◆ Aim of the task: Reproduce every line of the material below verbatim, from start to finish.

◆ Extracted entries:

▼

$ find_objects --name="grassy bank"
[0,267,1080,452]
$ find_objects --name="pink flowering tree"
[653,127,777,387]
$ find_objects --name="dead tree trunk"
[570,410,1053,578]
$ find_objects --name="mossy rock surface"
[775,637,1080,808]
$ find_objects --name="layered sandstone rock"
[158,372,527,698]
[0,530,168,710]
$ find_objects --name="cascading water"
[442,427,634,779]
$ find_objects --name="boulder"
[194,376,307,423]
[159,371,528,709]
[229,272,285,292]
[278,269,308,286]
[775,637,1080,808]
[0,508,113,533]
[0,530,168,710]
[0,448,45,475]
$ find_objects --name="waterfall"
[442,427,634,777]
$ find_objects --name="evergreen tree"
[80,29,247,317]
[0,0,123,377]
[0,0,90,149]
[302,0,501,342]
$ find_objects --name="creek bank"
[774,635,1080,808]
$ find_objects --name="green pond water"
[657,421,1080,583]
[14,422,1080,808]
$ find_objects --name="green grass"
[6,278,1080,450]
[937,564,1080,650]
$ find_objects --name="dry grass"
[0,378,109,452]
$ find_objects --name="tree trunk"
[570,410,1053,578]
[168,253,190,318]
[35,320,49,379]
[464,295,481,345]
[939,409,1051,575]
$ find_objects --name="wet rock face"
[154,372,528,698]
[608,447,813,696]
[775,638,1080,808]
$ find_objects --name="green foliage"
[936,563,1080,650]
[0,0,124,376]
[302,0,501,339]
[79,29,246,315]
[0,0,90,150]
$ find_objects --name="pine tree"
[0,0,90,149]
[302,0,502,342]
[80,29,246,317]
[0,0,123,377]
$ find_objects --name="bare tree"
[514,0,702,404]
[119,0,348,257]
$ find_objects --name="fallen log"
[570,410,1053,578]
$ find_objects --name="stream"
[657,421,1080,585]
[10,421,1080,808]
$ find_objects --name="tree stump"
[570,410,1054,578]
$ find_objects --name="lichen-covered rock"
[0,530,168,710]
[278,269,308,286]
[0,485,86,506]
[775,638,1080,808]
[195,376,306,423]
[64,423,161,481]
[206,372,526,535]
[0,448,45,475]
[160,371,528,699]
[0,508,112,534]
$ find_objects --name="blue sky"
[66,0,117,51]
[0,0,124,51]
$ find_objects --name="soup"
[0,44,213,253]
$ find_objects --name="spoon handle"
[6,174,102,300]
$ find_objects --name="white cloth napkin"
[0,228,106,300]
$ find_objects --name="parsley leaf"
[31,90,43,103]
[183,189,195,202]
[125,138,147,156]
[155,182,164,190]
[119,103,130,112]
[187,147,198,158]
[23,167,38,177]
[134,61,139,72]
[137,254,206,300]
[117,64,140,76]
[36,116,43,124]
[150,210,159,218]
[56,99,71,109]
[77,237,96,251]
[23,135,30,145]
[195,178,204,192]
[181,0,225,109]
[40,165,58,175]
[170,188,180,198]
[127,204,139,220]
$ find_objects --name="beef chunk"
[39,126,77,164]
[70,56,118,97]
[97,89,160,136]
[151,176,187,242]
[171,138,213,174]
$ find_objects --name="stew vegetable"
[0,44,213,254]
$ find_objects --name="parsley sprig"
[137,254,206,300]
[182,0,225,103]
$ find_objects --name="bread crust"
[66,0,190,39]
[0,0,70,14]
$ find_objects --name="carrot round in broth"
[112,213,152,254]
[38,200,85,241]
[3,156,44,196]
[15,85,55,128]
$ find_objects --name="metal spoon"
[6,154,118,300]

▲

◆ Solution to this exercise:
$ find_objects --name="grassy bank"
[0,267,1080,452]
$ find_objects --name="pink flowering tree"
[653,127,777,387]
$ find_objects --name="dead tree trunk"
[570,410,1053,578]
$ find_objects --name="mossy rock surface"
[775,637,1080,808]
$ find_objects --name="layered sandstone rock"
[158,372,527,698]
[0,530,168,710]
$ find_objects --name="cascading water"
[442,427,634,779]
$ find_objects --name="boulder"
[194,376,307,423]
[159,371,528,709]
[229,272,285,292]
[278,269,308,286]
[775,637,1080,808]
[0,508,113,533]
[0,530,168,710]
[0,448,45,475]
$ find_objects --name="waterfall"
[442,427,634,777]
$ find_objects --name="evergreen tree"
[80,29,247,317]
[0,0,123,377]
[0,0,90,149]
[302,0,501,342]
$ find_objects --name="creek bank"
[774,635,1080,808]
$ find_objects --name="green pond water"
[657,421,1080,583]
[14,422,1080,808]
$ find_objects --name="green grass"
[6,278,1080,450]
[937,564,1080,650]
$ find_objects --name="dry grass"
[0,378,109,452]
$ find_objects --name="tree trunk"
[570,410,1053,578]
[168,253,190,318]
[35,320,49,379]
[464,295,481,345]
[939,409,1051,575]
$ find_objects --name="wet rock face"
[154,372,528,698]
[608,447,813,696]
[775,638,1080,808]
$ find_objects --name="green foliage"
[936,563,1080,650]
[0,0,124,376]
[302,0,501,339]
[79,29,246,315]
[0,0,90,150]
$ find_objects --name="pine tree"
[0,0,90,149]
[302,0,502,342]
[80,29,246,317]
[0,0,123,377]
$ find_objects --name="bare tree"
[514,0,702,404]
[119,0,348,257]
$ find_objects --name="fallen log"
[570,410,1053,578]
$ find_objects --name="stream"
[657,421,1080,585]
[10,421,1080,808]
$ find_objects --name="tree stump"
[570,410,1054,578]
$ find_objects --name="lichen-covered rock"
[0,530,168,710]
[278,269,308,286]
[0,485,86,506]
[775,638,1080,808]
[195,376,306,423]
[64,423,161,481]
[206,372,526,535]
[0,448,45,475]
[160,371,528,699]
[0,508,112,534]
$ find_objects --name="blue sky"
[66,0,117,51]
[0,0,124,51]
$ find_objects --name="soup"
[0,44,213,253]
$ find_objects --name="spoon handle"
[6,174,102,300]
$ find_objects --name="white cloth napkin"
[0,228,106,300]
$ find_objects --name="parsley leaf"
[31,90,43,103]
[183,189,195,202]
[125,138,147,156]
[155,182,164,190]
[119,103,130,112]
[187,147,198,158]
[23,167,38,177]
[134,61,139,72]
[137,254,206,300]
[117,64,140,76]
[36,116,43,124]
[150,210,159,218]
[56,99,71,109]
[77,237,96,251]
[23,135,30,145]
[195,178,204,192]
[181,0,225,109]
[40,165,58,175]
[170,188,180,198]
[127,204,139,220]
$ find_objects --name="beef chunk"
[39,126,77,164]
[70,56,118,97]
[97,89,160,136]
[151,176,187,242]
[171,138,213,174]
$ find_objects --name="stew vegetable"
[0,44,213,254]
$ find_objects --name="parsley sprig"
[137,254,206,300]
[182,0,225,103]
$ find_objects --name="bread crust"
[66,0,190,39]
[0,0,70,14]
$ find_objects --name="carrot round in broth"
[112,213,152,254]
[38,200,85,241]
[3,156,44,196]
[15,85,55,128]
$ find_objects --name="metal spoon"
[6,154,118,300]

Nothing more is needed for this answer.